====== Exercise input ======

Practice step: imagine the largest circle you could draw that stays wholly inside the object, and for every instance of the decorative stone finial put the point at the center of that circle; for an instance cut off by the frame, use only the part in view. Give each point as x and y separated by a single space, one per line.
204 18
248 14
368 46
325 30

======
====== Exercise input ======

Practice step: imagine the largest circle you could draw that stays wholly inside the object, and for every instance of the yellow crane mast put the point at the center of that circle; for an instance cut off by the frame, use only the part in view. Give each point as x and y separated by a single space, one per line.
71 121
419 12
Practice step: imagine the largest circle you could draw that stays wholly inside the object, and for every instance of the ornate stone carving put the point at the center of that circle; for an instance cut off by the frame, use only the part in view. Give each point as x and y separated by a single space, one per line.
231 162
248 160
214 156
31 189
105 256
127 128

======

How many lines of the entries above contain the word "finial"? Reply with the number only.

Response to the exercise | 1